Segment Start: READING TEXT

Malik Neal of the Philadelphia Bail Fund compared the lockdown conditions to “psychological torture.” The Philadelphia Bail Fund has posted bail for 115 people since March 16. Neal went on to say, “The conditions in Philadelphia jails are deplorable in normal times, and the fact that some city officials are trying to pretend that in the midst of a pandemic, these same facilities are now adequately addressing the concerns of those incarcerated is the height of absurdity.”
“Employees who test positive are just being told to come back to work. For instance, employees were in the hospital with ventilators, hooked up to machines, and once they get out of the hospital, they are being asked to report back to work. That’s how bad it is, we’re not even getting re-tested.”– Philadelphia corrections officer under condition of anonymity
Lockdown forces officers to work much more difficult shifts. Rather than supervising 100 inmates in teams of two, they must constantly rotate inmates to and from their cells. President of Union Local 159, which represents correctional officers, Greg Trueheart, said, “The prison wasn’t prepared, the city wasn’t prepared, and the world wasn’t prepared for this.”
Dr. Thomas Farley, commissioner of the Philadelphia Health Department, explained in a recent mayor’s daily press conference, “We do not have the ability to test everyone in the congregate facilities.” He regularly cites the lack of testing available, which comes from a combination of cost issues and production issues.
“Employees who test positive are just being told to come back to work. For instance, employees were in the hospital with ventilators, hooked up to machines, and once they get out of the hospital, they are being asked to report back to work. That’s how bad it is, we’re not even getting re-tested,” said an officer who tested positive.

Segment End: READING TEXT
Segment Start: RECORDS SUPPLIED

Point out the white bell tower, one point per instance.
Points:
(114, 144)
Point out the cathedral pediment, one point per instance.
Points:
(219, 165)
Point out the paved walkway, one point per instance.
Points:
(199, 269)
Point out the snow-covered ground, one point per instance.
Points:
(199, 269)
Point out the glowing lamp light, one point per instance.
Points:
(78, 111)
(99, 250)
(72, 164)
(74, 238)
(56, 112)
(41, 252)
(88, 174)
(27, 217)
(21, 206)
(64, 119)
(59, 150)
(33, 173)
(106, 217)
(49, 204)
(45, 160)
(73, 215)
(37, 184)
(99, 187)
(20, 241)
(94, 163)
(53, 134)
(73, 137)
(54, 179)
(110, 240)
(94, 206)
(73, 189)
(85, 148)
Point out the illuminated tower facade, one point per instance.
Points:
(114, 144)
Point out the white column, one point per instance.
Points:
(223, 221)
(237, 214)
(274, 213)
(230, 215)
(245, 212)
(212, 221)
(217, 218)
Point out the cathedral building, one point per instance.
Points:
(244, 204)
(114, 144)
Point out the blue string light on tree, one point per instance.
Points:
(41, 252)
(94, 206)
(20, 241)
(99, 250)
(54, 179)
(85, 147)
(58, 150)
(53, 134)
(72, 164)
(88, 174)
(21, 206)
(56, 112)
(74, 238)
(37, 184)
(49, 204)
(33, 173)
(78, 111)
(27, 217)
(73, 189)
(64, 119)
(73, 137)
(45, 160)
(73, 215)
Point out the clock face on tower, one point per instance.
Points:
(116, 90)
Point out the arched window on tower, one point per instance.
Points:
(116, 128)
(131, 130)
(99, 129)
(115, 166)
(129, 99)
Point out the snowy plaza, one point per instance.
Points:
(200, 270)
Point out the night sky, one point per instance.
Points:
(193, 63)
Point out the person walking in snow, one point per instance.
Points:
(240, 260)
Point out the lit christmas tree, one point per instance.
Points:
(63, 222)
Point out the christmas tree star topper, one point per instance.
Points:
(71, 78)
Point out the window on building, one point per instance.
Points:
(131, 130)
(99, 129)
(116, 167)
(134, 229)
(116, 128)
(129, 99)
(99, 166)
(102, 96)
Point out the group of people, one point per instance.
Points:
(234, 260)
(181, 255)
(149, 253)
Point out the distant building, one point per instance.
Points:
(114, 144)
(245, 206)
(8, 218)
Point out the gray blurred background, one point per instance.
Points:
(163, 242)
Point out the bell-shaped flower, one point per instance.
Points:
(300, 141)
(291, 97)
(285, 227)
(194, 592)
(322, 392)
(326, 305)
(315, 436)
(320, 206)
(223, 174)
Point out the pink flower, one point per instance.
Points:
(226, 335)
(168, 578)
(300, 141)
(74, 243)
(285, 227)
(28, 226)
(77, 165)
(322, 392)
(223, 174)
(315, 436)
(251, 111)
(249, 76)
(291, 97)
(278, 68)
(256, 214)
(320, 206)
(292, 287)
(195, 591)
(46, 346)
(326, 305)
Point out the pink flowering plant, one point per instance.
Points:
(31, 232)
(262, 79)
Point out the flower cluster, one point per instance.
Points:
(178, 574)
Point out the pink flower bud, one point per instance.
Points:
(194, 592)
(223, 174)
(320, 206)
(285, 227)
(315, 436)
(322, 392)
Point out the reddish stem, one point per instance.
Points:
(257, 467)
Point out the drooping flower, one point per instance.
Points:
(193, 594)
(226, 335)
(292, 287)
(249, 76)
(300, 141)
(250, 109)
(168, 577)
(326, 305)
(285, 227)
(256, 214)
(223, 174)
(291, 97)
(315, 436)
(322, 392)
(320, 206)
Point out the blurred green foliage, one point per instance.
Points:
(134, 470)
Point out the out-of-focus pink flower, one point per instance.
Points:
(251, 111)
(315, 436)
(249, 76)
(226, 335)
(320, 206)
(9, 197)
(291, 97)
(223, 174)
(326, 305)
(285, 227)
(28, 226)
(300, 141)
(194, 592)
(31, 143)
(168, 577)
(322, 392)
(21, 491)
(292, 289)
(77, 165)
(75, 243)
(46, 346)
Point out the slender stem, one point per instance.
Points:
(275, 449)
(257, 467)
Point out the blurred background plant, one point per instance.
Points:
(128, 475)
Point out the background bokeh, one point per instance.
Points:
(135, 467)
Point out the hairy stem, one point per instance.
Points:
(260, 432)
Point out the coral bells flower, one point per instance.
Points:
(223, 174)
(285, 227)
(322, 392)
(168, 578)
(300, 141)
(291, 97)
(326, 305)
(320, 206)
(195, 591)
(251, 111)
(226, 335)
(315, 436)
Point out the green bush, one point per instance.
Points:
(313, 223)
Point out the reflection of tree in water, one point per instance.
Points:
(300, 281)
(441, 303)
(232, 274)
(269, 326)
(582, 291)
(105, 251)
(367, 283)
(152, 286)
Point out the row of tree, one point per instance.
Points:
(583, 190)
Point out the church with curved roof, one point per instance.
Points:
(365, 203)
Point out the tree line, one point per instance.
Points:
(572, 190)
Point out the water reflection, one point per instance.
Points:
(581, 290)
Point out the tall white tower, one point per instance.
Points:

Segment End: RECORDS SUPPLIED

• [WORK REQUEST 1]
Decide whether each statement agrees with the text on Philadelphia jails during the pandemic, answering yes or no and quoting the words of the text that settle it. (a) The Philadelphia Bail Fund has posted bail for 115 people since March 16. (b) Dr. Thomas Farley said the city is able to test everyone in congregate facilities. (c) During lockdown, officers supervise 100 inmates in teams of two.
• [WORK REQUEST 2]
Resume the text on Philadelphia jails during the pandemic, picking up after its final sentence.

• [RESULT 1]
(a) Yes: "The Philadelphia Bail Fund has posted bail for 115 people since March 16."
(b) No: "We do not have the ability to test everyone in the congregate facilities."
(c) No: "Rather than supervising 100 inmates in teams of two, they must constantly rotate inmates to and from their cells."

• [RESULT 2]
Trueheart explained, “They can use personal time. If they are out of personal time, they can take leave without pay.” Correctional officers fear that taking leave without pay may cost them their jobs. Additionally, the officers are not receiving hazard pay.
On April 24, Eric Hill, a business agent for Local 159, formally addressed the prison leadership about concerns regarding contact tracing. “Contact tracing is not happening,” said one CO.
Commissioner of Philadelphia Department Prisons, Blanche Carney, responded by laying out the guidelines set forth by the prison system and Prison Safety Officer Patrick Gordon. Officers and union leadership are not confident that these guidelines are being followed.
Inmates, the officers who guard them, union leadership, and groups like the Pennsylvania Prison Society & Philadelphia Bail Fund all cite “lack of transparency” and “poor communication” as major factors in prison conditions. Carney’s office declined to comment for this article.
The state of Pennsylvania does not fund any formal prison oversight. The Pennsylvania Prison Society is the only independent organization providing oversight for the PA prisons. The Pennsylvania Prison Society is a nonprofit that employs eight people. Of those eight, there are two employees tasked with monitoring conditions for 76,000 inmates across 25 prisons.
To put that into perspective, New York State funds the Correctional Association of New York, which is given $127,000 annually to provide oversight for the 48,000 inmates in state prisons along with an annual $2.9 million for oversight of the 8,000 inmates in New York City prisons.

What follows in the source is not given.